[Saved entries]

..........

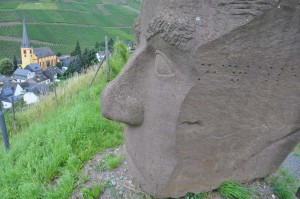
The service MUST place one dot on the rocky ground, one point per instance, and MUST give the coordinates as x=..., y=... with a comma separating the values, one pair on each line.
x=118, y=184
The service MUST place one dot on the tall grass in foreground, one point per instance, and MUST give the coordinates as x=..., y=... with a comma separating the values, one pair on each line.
x=234, y=190
x=284, y=184
x=52, y=144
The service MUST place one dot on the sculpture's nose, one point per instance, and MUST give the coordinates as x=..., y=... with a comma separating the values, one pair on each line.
x=119, y=102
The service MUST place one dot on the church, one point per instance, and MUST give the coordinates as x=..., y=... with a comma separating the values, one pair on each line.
x=43, y=56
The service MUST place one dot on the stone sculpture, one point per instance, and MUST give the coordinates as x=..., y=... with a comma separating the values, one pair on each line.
x=211, y=94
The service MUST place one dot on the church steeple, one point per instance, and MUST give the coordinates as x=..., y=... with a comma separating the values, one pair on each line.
x=25, y=40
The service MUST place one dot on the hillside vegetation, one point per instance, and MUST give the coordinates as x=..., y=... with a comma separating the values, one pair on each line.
x=59, y=23
x=51, y=143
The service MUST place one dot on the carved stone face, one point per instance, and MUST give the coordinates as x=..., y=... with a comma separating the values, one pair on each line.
x=210, y=94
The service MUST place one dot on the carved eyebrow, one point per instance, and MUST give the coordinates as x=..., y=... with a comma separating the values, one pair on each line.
x=175, y=30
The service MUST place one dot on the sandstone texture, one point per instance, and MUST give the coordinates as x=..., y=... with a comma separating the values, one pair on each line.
x=211, y=94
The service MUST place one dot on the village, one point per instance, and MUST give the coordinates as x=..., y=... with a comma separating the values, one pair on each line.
x=40, y=68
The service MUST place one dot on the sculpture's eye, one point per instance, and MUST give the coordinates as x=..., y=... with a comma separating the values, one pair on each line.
x=163, y=65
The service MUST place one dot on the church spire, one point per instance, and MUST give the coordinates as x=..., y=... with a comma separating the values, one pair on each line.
x=25, y=40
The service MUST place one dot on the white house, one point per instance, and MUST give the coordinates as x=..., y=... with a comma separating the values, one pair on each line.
x=22, y=75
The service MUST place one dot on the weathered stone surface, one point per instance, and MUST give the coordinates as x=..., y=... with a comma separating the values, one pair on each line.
x=211, y=94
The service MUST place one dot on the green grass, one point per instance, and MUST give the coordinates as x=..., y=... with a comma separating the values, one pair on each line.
x=8, y=15
x=284, y=185
x=196, y=196
x=110, y=161
x=51, y=144
x=93, y=191
x=297, y=150
x=234, y=190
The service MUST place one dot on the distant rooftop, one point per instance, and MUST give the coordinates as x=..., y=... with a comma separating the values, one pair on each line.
x=21, y=72
x=34, y=67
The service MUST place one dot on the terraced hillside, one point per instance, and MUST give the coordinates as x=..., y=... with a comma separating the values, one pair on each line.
x=60, y=23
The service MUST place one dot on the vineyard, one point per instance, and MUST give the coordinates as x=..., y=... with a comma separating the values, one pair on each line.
x=59, y=24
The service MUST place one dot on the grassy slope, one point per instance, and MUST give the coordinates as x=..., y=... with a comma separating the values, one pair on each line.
x=63, y=23
x=46, y=157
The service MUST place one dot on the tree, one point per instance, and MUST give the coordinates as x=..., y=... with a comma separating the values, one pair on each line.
x=77, y=50
x=15, y=62
x=110, y=44
x=6, y=67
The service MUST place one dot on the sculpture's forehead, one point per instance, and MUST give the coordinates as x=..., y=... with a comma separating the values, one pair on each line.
x=186, y=23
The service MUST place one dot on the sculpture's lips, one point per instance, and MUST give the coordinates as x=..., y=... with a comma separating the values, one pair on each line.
x=122, y=107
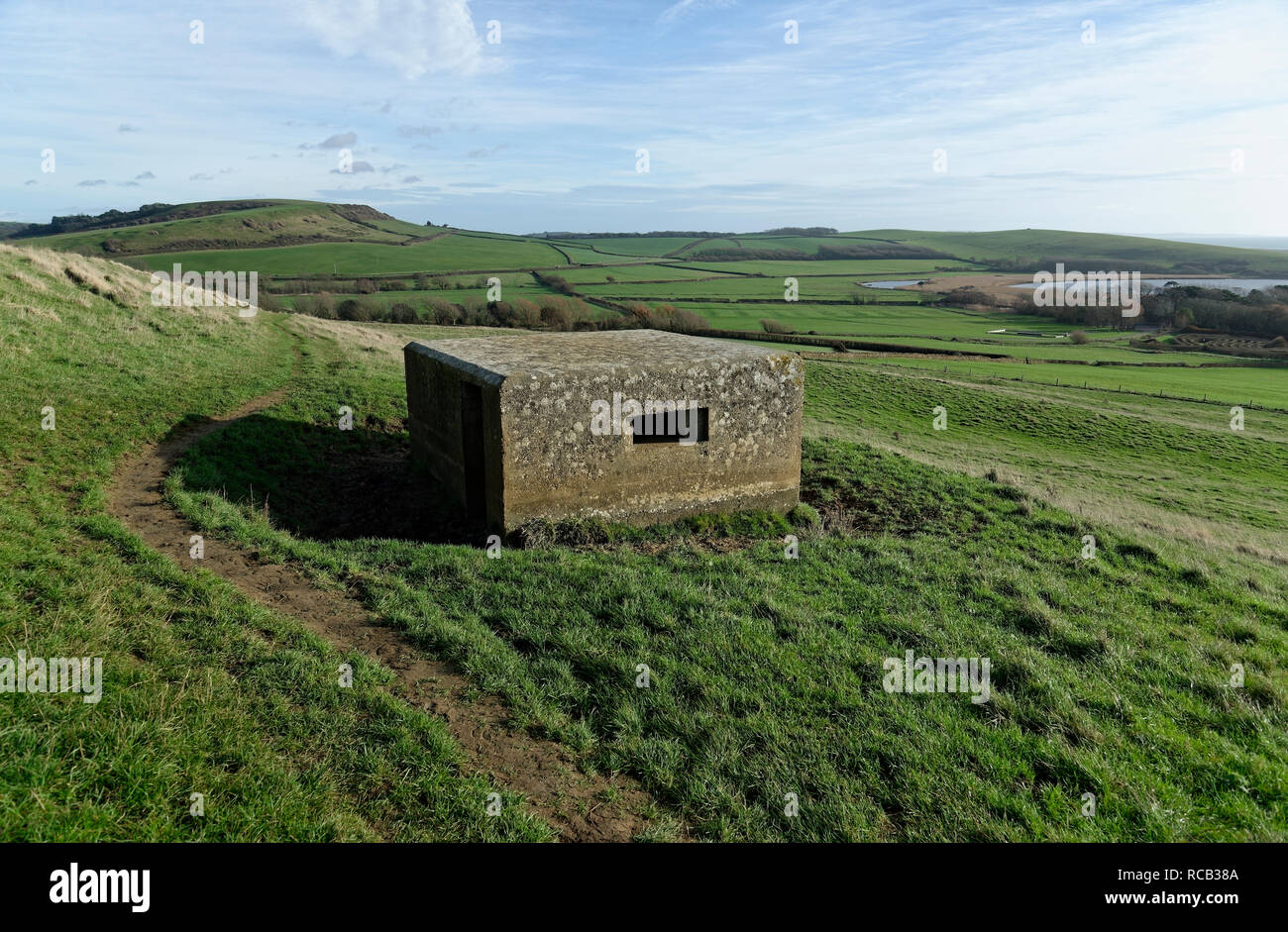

..........

Present all of the material above as a numbered list, with blank lines left out. Omit the pictures from your answer.

1. The service MUST place one dot on the rocky ground, one point per instance, and MUST give the coordinates as x=..., y=... with a comma separating the values, one pair on each line.
2. x=118, y=184
3. The service MUST place one dot on the tall grass in foreground, one point per instance, and MUST give the coordinates as x=..., y=... with a comma separating the values, one pair on each line.
4. x=234, y=190
5. x=284, y=184
6. x=52, y=144
7. The service MUST place one dot on the sculpture's nose, one point per instance, and MUST give the coordinates as x=..., y=... with a comma separating the values, one pair on each line.
8. x=119, y=102
9. The service MUST place one dot on the church, one point per instance, and MUST give the coordinates as x=..., y=... with a comma separating the values, one pair on each line.
10. x=43, y=56
11. The service MUST place one dot on the stone sculpture, one point per instance, and MUST give the coordinates as x=..., y=... with a comma separating the values, one pair on each line.
12. x=211, y=94
13. The service MUST place one dot on the church steeple, one point per instance, and MUST give the coordinates as x=..., y=... with a comma separating the values, one pair on each line.
14. x=25, y=40
15. The service MUST place one dot on the hillside vegetation, one point per instance, and MUST give the coordinates as x=..., y=... with a comma separating the values, one pair on each line.
16. x=59, y=23
17. x=51, y=143
18. The service MUST place one dot on the carved stone face, one point per instance, and MUST give the coordinates as x=..., y=... with a comma separating the values, one pair on each line.
19. x=210, y=94
20. The service MUST place one dot on the carved eyebrow, one point per instance, and MUST give the coordinates as x=..., y=... with a comma separating the values, one pair on each line.
21. x=175, y=30
22. The service MUST place one dot on the sandstone texture, one point per instance, and MUST give the coordinates as x=..., y=... with a comma separating the values, one pair on each line.
23. x=211, y=94
24. The service MUST place one dot on the village, one point per instance, and MUST give the coordinates as x=..., y=... with a comma separating the values, one pair on each line.
25. x=40, y=68
26. The service MUST place one dot on the sculpture's eye, one point per instance, and MUST give the coordinates as x=..., y=... with a comma separating the values, one pair on each line.
27. x=163, y=65
28. The service MUST place one dot on the church spire, one point per instance, and MUST give the coordinates as x=..., y=... with a comma separating the values, one pair on each line.
29. x=25, y=40
30. The service MUST place one dot on the white house, one point per instance, and MUST give the coordinates as x=..., y=... with a comma separating the values, one pair on each line.
31. x=22, y=75
32. The service MUST place one dot on the weathered stone surface, one point per instance, and MUST give the coordinates as x=..., y=... with a comma separating the values, one pair on each line.
33. x=211, y=94
34. The service MUST place one dot on the green grass, one point per instance, and MUST give the coordinates as x=..., y=... with a comma separating the values, one pair on each line.
35. x=8, y=15
36. x=284, y=185
37. x=196, y=196
38. x=110, y=161
39. x=51, y=144
40. x=93, y=191
41. x=297, y=150
42. x=234, y=190
43. The service MUST place one dot on the distant rooftop, one point per instance, and MUST give the coordinates as x=..., y=... with a comma separating the values, one pair on each line.
44. x=21, y=72
45. x=34, y=67
46. The service MUST place one dot on the terraced hillside, one point per instance, and MUST give the coordinates as x=..., y=... with a comma separating the values, one pair on each line.
47. x=60, y=23
48. The service MUST place one dot on the vineyard, one point per instance, and MUST give the coordinates as x=..., y=... with a comma separating the values, one pair on each line.
49. x=59, y=24
50. The service MUST place one dot on the grassy slope, one point per instance, and MUST give the coordinates as x=..., y=... with a comma separating the values, one pair on each line.
51. x=63, y=23
52. x=46, y=157
53. The service MUST place one dot on the tree, one point per instance, and MUST give the coordinates as x=..., y=... with a comma separating the values, one pair on each line.
54. x=77, y=50
55. x=15, y=62
56. x=110, y=44
57. x=6, y=67
58. The service MUST place one dot on the sculpture's forehead, one point per instance, and MUST give the coordinates as x=..., y=... with a comma separating the values, one pair on each line.
59. x=186, y=23
60. The service MUST place one dot on the sculpture's lips, one point per instance, and MUST give the coordinates as x=..., y=... with a comma separating the values, one pair on each line.
61. x=122, y=107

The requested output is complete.